# Task to complete
Copy the material verbatim, starting at the first line that contains "the sunlight patch on floor" and continuing through the last line of the material, including both of those lines.
═══
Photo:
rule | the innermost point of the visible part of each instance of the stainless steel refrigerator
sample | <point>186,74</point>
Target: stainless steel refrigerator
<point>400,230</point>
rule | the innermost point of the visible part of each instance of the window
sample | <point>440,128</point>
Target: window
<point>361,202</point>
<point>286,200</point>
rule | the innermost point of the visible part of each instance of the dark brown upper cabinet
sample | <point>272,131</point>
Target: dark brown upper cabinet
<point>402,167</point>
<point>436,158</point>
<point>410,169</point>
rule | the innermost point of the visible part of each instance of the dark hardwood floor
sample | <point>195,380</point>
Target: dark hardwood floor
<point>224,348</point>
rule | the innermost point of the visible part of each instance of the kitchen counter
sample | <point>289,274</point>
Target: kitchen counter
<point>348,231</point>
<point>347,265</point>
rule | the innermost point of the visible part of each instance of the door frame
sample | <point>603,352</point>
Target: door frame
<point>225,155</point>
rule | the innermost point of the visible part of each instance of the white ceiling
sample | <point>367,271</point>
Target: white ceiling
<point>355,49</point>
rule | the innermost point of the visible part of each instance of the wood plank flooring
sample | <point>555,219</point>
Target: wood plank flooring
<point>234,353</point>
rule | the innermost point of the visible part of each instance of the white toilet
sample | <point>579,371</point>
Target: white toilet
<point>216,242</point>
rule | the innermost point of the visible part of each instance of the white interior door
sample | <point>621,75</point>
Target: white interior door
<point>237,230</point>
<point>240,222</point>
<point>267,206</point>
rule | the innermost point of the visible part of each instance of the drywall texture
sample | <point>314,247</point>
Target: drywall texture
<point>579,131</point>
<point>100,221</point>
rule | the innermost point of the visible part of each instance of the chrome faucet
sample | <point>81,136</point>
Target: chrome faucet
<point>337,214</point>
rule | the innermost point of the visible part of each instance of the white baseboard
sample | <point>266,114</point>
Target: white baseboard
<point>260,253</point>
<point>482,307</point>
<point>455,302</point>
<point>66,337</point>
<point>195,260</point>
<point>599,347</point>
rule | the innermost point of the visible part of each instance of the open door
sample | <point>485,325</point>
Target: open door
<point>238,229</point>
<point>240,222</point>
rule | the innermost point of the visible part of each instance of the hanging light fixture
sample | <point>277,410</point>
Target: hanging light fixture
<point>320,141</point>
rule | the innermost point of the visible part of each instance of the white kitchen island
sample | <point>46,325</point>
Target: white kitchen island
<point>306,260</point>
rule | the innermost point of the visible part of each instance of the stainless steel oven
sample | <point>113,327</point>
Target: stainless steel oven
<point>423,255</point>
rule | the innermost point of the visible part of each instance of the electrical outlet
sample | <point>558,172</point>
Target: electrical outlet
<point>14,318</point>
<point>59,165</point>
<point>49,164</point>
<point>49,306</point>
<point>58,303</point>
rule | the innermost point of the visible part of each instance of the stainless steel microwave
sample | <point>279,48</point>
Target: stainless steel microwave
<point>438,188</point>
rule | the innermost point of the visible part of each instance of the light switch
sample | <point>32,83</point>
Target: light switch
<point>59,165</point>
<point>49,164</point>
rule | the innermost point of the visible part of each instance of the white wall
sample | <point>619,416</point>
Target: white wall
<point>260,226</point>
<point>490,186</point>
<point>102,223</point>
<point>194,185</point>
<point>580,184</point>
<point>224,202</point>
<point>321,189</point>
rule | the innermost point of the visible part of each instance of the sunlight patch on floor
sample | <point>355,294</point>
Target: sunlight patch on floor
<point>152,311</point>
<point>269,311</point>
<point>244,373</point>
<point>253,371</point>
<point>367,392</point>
═══
# Answer
rule | the innermost point of the visible part of each instance of the sunlight patch on floor
sample | <point>355,294</point>
Target: sunlight patch on floor
<point>152,311</point>
<point>269,311</point>
<point>244,373</point>
<point>253,371</point>
<point>367,392</point>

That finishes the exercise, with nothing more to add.